Aim of the exercise: From the entries that follow, extract each line holding the string "sample".
(Task input begins)
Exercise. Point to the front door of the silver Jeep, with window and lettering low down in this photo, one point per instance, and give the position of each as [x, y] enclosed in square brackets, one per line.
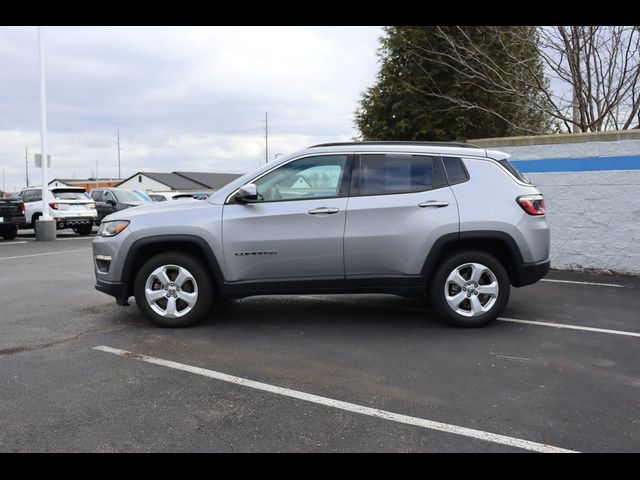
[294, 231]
(Task input ends)
(Task input begins)
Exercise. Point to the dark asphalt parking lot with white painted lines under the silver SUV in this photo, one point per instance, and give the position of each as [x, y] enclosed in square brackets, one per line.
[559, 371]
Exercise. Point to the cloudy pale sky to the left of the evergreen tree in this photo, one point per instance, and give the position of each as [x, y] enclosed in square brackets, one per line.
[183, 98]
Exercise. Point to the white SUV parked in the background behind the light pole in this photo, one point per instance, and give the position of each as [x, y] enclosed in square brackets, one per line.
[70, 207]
(Task input ends)
(Task input begins)
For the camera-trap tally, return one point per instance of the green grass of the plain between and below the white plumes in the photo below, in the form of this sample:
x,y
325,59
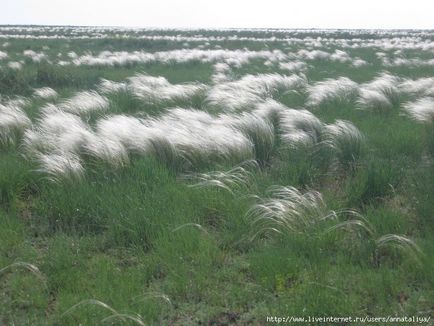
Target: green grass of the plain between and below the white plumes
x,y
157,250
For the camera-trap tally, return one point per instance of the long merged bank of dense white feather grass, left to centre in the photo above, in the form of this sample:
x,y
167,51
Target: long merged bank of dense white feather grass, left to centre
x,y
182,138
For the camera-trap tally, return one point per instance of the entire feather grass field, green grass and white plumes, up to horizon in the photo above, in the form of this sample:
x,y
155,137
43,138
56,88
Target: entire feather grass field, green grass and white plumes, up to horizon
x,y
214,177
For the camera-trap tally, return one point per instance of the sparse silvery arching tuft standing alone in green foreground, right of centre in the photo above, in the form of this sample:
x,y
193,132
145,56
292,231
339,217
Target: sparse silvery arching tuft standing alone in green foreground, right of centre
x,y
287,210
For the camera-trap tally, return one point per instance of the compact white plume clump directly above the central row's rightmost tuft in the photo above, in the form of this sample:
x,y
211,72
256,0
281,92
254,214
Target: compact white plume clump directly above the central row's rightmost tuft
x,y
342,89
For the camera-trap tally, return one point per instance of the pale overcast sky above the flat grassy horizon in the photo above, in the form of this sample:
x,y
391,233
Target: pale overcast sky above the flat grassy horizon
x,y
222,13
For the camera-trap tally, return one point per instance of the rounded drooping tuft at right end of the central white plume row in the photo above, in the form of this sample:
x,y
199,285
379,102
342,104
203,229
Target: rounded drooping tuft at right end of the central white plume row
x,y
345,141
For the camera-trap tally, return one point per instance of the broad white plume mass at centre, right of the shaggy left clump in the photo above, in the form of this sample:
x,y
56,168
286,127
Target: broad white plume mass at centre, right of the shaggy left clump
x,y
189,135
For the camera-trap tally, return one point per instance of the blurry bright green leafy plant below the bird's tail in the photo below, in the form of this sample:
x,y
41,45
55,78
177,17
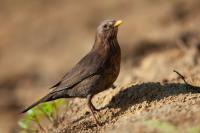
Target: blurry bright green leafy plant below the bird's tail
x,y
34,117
(Task input ends)
Worked solution:
For the camera-trap tally, return one point per instance of the green grass of the plain between and below the white plumes in the photo below, in the form of this sample:
For the camera-trap tally, return one point per instance of the long merged bank of dense white feather grass, left to centre in the photo above, in the form of this sample:
For the camera-trap tally, return one point per instance of the entire feather grass field, green grass and white plumes, up to horizon in the photo above, in the form of this sample:
For the camera-trap tally, return one point per instance of the sparse silvery arching tuft standing alone in green foreground, right of centre in the photo above, in the form of this sample:
For the camera-trap tally, return one point per instance of the compact white plume clump directly above the central row's rightmost tuft in the photo above, in the form of this sample:
For the camera-trap tally, return one point per instance of the pale overcast sky above the flat grassy horizon in the photo above, in the form of this sample:
For the camera-trap tally, return one point per instance of the rounded drooping tuft at right end of the central white plume row in the photo above, in the form of this sample:
For the camera-trap tally, return one point per instance of the broad white plume mass at centre, right of the shaggy left clump in the photo above, in the form of this sample:
For the camera-trap tally, return one point per instance of the blurry bright green leafy plant below the bird's tail in the photo below, in the form of this sample:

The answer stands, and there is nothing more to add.